### To be done:
Pictures stay out; everything else in the records below is copied exactly.

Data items
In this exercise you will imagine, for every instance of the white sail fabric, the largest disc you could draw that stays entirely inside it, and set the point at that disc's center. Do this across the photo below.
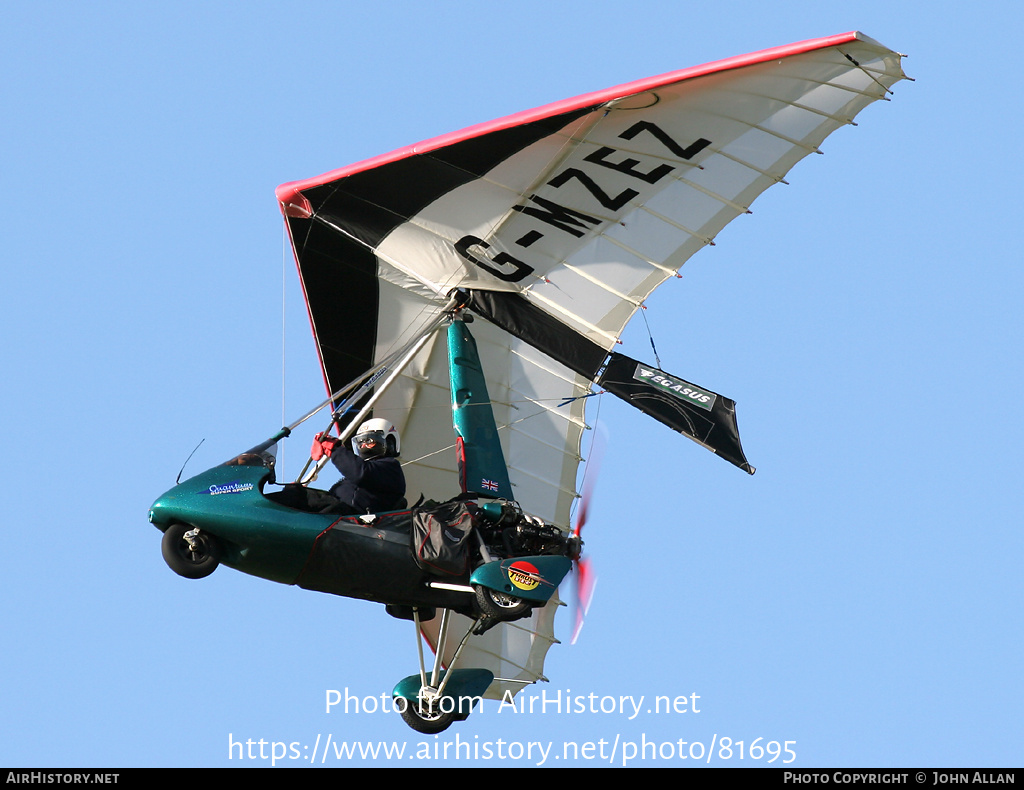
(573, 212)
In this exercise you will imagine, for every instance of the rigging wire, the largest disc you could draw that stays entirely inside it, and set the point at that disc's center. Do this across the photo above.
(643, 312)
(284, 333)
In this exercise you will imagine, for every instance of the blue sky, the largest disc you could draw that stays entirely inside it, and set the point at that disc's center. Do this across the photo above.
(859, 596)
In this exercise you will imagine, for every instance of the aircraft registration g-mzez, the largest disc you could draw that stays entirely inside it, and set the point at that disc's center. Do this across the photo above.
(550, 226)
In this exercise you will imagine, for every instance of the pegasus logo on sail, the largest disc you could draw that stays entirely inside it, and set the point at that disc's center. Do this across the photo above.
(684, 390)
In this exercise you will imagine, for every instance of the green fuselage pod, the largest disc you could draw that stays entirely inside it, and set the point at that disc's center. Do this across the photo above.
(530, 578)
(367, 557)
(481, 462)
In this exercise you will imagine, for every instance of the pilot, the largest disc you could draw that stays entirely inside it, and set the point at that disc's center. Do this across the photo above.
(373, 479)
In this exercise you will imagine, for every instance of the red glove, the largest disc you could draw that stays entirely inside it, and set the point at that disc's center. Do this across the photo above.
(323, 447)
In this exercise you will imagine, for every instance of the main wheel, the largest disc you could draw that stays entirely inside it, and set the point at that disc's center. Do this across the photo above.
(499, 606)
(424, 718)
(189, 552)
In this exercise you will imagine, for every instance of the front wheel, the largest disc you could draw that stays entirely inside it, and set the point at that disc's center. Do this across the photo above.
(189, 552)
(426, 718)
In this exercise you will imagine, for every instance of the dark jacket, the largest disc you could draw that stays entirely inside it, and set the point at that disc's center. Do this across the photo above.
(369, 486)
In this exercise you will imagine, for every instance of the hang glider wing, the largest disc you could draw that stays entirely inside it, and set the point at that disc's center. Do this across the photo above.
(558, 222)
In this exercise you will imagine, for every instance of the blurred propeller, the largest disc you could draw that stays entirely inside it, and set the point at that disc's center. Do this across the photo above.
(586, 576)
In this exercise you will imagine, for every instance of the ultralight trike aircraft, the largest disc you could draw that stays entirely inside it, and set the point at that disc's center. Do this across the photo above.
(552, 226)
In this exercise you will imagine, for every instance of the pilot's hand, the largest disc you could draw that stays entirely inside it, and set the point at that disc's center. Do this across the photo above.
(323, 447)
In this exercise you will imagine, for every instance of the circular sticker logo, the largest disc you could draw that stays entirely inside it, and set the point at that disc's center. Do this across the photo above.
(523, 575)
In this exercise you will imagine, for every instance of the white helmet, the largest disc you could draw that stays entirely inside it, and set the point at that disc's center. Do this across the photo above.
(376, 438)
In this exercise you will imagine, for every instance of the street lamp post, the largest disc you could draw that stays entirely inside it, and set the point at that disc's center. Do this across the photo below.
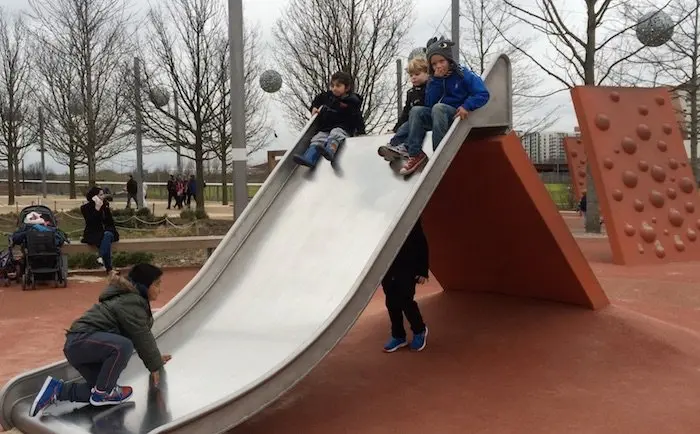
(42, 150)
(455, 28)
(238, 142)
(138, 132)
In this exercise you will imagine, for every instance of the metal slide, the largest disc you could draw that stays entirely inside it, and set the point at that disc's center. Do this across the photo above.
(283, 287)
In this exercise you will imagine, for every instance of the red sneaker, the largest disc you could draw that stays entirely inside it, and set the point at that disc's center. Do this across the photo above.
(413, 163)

### The response:
In this exercise you will imagine, for every instance of the white sail fabric, the largest disc you could draw that stays entirely inside it, and set the point at that disc's center. Do this across the photo below.
(573, 212)
In this exercise you will imagine, for every instance of the rigging wire, the largest disc you could draw that stays entirely inside it, and set the point at that disc's center. Do this across the photo above.
(643, 312)
(284, 333)
In this exercise you will imagine, for every instance of the blue sky, the largest disc you could draw that stays entirely inside it, and set the point at that disc's center. Do this across the photo above.
(859, 596)
In this exercise you will imagine, for every instance of the aircraft registration g-mzez, the largest disc you could draw that stays entirely inside it, and set the point at that disc's center. Do this across the photo above.
(550, 226)
In this exercise you will imagine, for every instance of the pegasus logo on sail, the largest disc you could draw that stays entirely inside it, and set the point at that disc's center. Do this across the photo above.
(684, 390)
In this exercise you will imagine, for every instance of the green fuselage pod, the largest disc you could draw that stays entirely inside it, and set the point at that disc's center. Do this across the photo above.
(530, 578)
(367, 557)
(481, 462)
In this exercise you will imagine, for every instance of the pilot, the largest disc you could draw that stays entirely inside it, and set the point at that disc's center. Do this across the photo above.
(373, 479)
In this exercise you will imagine, for every instance of the red glove, the largest disc you could draw that stays entirely inside it, and set the point at that disc's center. Do this across the photo above.
(323, 447)
In this exercise you will imagine, for every instance of the main wheel, the largest disc you could draw that stays entirely inside it, and set the point at that disc's center. Do this across the photo above.
(499, 606)
(424, 718)
(189, 552)
In this exercise you will imagine, for every instance of the front wheel, the largest disc you could draw that stays entirely inside it, and set the point at that disc's center. Do this across the photo above.
(189, 552)
(426, 718)
In this exercise you will imagine, for every instance of the dark jacket, the largest disc you could draw that stays entirely inside it, and set the point at that disc's center. Do this across the photo above.
(369, 486)
In this exercise you will imagine, for every instance of the hang glider wing, the largest disc you could draw that stays entirely inside it, and set the point at that disc's center. Do this across the photo above.
(558, 222)
In this exercise you will imagine, for every instance of the blurred propeller, the largest disc you could draw that stays entirely inside it, and set the point at that disc's center. Do this across the photo above.
(586, 576)
In this exercise you will imagine, for every instance of the ultralight trike aircraft, the largest disc you could draw that stays entirely inside it, and set the point at that disc's center. Do this across the photo above.
(552, 226)
In this exercise you will imagine, for every instance of the pilot's hand, the largest disc you could draw that stays entirely inside it, and set the point at that disc's center. Do this across the photo above.
(323, 447)
In this exercise you will imagine, for every instance of the circular sticker logo, the largest disc you could draw that stays entirely inside it, and set the point at that disc's center. Do this across the photo above.
(523, 575)
In this exercise you will imagine, for every instance of the white helmet, the largest disc you could draw that stays entirely inside it, and set the point at that disc's center. Do this across the photo above.
(376, 438)
In this exercise you will imagine, for every instance of the street lamp post, the largest disc you could draw that stays entirely inside it, and set the point at that disc's center. Do this across the photo below.
(42, 150)
(455, 28)
(238, 142)
(138, 132)
In this exercise you will imagine, for every instance of the metal slide, the largest disc you could draw that stays entirely inside it, and set the point at that disc's center. Do this across the photo above.
(283, 287)
In this exercise you will imagine, for every instance of the red sneaker, the largest disc you could draw that stays entirely inside it, and set the point at that disc's center. Do this across the photo above.
(413, 163)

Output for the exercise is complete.